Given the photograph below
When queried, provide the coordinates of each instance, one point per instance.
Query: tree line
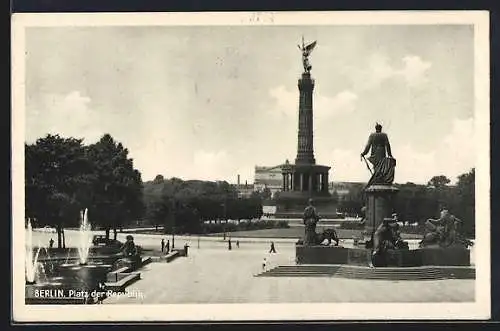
(184, 206)
(64, 176)
(417, 203)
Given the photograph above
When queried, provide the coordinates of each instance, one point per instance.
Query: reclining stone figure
(444, 232)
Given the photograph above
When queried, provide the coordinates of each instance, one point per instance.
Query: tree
(466, 197)
(158, 179)
(58, 179)
(438, 181)
(117, 190)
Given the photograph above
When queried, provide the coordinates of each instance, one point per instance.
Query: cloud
(286, 103)
(347, 166)
(64, 114)
(413, 70)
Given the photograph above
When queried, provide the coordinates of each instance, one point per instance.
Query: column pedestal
(379, 205)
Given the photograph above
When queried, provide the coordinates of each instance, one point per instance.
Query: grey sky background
(213, 102)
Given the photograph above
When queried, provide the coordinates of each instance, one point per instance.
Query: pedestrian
(272, 250)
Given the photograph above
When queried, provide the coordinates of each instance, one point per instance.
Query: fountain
(85, 237)
(31, 260)
(70, 276)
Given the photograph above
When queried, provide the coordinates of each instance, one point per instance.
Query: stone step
(411, 273)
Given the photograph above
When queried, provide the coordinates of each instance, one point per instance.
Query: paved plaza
(213, 274)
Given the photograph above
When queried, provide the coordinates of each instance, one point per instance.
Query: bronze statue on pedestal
(383, 163)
:::
THE PROBLEM: Leave out the pictures and repeat the remaining data exactly.

WRITTEN RESPONSE:
Given the photograph below
When queried, provide the coordinates of each instance, one point per instance.
Query: tree line
(184, 206)
(64, 176)
(417, 203)
Given the photograph above
When queried, provide the coordinates of each instance, one point per instance.
Query: reclining stone figure
(444, 232)
Given the photograph above
When queried, provide the coordinates of each instance, one point per instance.
Query: tree
(466, 197)
(158, 179)
(58, 179)
(438, 181)
(117, 190)
Given the photograph above
When queried, provide the coordinates of each instance, one point per instance.
Query: cloud
(286, 103)
(347, 166)
(64, 114)
(413, 70)
Given the photograph above
When queried, provide the coordinates of each instance, one point per instance.
Query: column pedestal
(379, 205)
Given the photograph above
When queried, provide the coordinates of each instance, one point per instance.
Query: grey sky background
(213, 102)
Given the photograph above
When queried, provide the coordinates of each instance, one point per instance.
Query: pedestrian
(272, 250)
Given the photograph above
When queried, provide the coordinates of each instance, one point per instance.
Query: fountain
(85, 237)
(31, 260)
(70, 276)
Given the photograph above
When queried, provide the coordinates of each instance, one point per instance.
Query: stone step
(411, 273)
Given the photograph above
When queried, provide the coordinates of each instance, one point per instance.
Query: paved plaza
(213, 274)
Given the photograph above
When queried, provide the coordinates of each instance, one point per instance.
Query: bronze statue on pedestal
(383, 163)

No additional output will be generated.